— start Text passage —

# Paints4U Thanks - No affiliation



## s.bailey (Mar 2, 2012)

Hi everyone,

Was following this thread of instructions on how to sort a stone chip that I had gotten on my bonnet - http://www.detailingworld.co.uk/forum/showthread.php?t=20127.

So I purchased the master scratch kit for my Arctic White Renault paint and set to it this weekend.

Well it turns out that even after digging out a little raised paint and laying a layer of rustproof down just in case, that the chip is not deep enough for the 2 stage base coat (Arctic White & Arctic White Pearlescent) and leaving enough room for the lacquer on top to fill the final dip and harden.

At this point I'd just like to state that the paint colour match could not be more perfect, it's like it came from the batch that painted my car at build!

So emailed them this morning and stated the above saying what I think I actually need is the 100ml pre-mixed with lacquer.

Lisa at Paints4U replied saying it is fiddly and supplied the instructions that I had been following of theirs as well, but if i felt the 100ml pre-mixed would be better she would place my order and give me a discount.

I went with this option, so she put the order through for me giving me 50% off for no other reason than I didn't really know what set would be better for me and just good customer service.

So if anyone has stone chips, and is thinking of sorting them as per the guide, which the more I look at it strikes me as the pre-mixed paint, go for it and definitely order from paints4u...brilliant service and products.

Thanks :thumb:


----------



## The Cueball (Feb 8, 2007)

Funny how things work out.

I have used them for years, and recently found their paints a shocking match, their customer service lacking and their attitude towards me pathetic.

Won't use, or recommend them again.

:thumb:


----------



## s.bailey (Mar 2, 2012)

It's what makes the world go round...everyone has differing experiences, it wasn't long ago I was defending and singing the praises of one of the big Detailing Suppliers...then had a shocking experience where it felt like I was the supplier and they were the customer, needless to say I haven't been back since.

I have to say though it's a shame you had the bad experience, as of this minute I have to say they've been top notch.

:thumb:


----------



## The Cueball (Feb 8, 2007)

takes a long time to build trust and loyalty and one second to lose it... 



:thumb:


----------



## kasman (Sep 10, 2009)

The Cueball said:


> takes a long time to build trust loyalty and one second to lose it...

— end Text passage —

Carry on the forum thread about the Paints4U paint supplier from the point where it stops. The items have no connection to the forum thread above.

— start Dataset extract —

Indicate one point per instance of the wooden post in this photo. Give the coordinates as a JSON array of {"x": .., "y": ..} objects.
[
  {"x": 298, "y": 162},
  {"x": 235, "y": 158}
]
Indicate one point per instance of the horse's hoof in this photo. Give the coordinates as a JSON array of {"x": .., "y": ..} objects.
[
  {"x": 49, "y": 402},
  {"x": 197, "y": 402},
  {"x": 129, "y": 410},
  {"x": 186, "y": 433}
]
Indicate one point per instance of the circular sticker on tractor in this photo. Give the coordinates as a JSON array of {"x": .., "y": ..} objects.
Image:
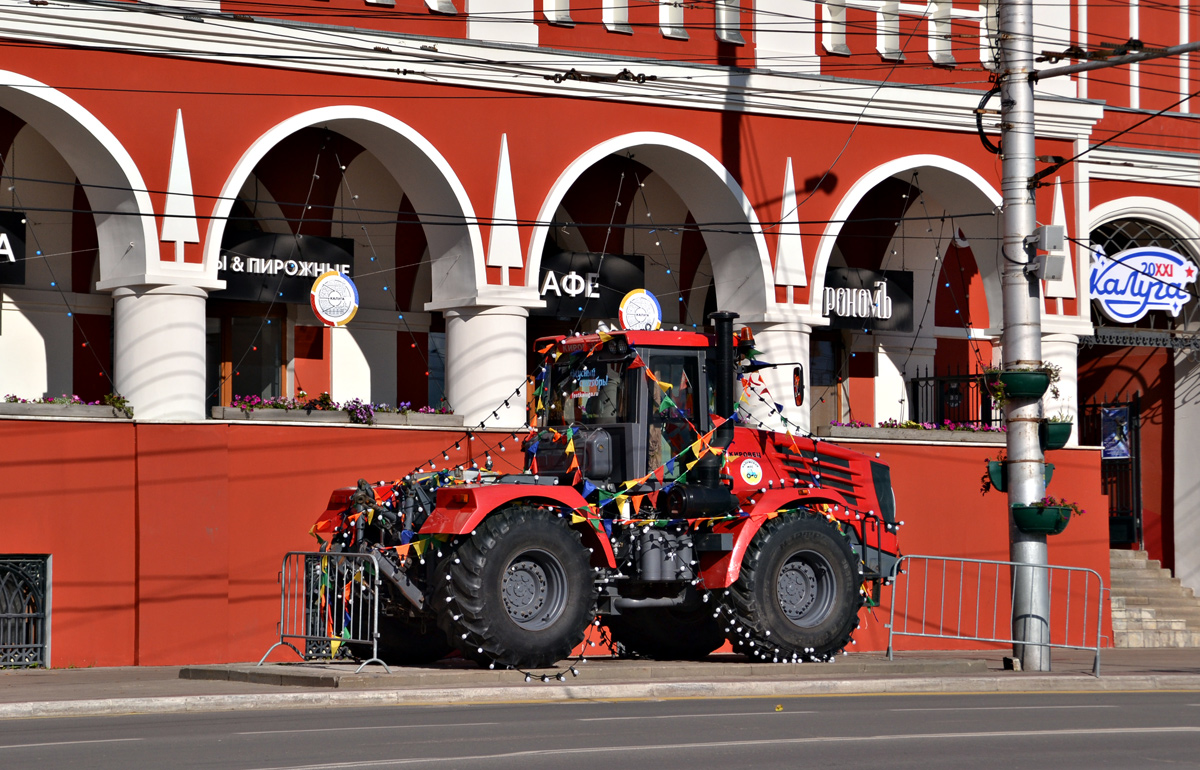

— end Dataset extract —

**Final result**
> 
> :thumb:


A truer word could not be spoken, customer care is everything in my book:thumb:


----------



## s.bailey (Mar 2, 2012)

We've all turned into entitled  if you ask me, me included....:thumb:


----------



## Kriminal (Jan 11, 2007)

So have you tried the 'pre-mixed' paint yet? It's just that I may be getting another car soon with a metallic finish, and was hoping to find somewhere that could supply me with a pre-mixed paint+lacquer? :thumb:


----------



## andy monty (Dec 29, 2007)

The Cueball said:


> Funny how things work out.
> 
> I have used them for years, and recently found their paints a shocking match, their customer service lacking and their attitude towards me pathetic.
> 
> ...


Reminds me i need to complain about my kit used them in the past and they have been spot on there is a destinct lack of metalic flake in my scratch master kit :wall:


----------



## s.bailey (Mar 2, 2012)

Kriminal said:


> So have you tried the 'pre-mixed' paint yet? It's just that I may be getting another car soon with a metallic finish, and was hoping to find somewhere that could supply me with a pre-mixed paint+lacquer? :thumb:


Just waiting on delivery now of the pre-mixed, not going to get a chance to apply it till after a trip to Ireland this weekend, if you can hold on till mid-week/weekend next week I'll do some before and afters.

:thumb:


----------



## cactusbob (Jul 3, 2006)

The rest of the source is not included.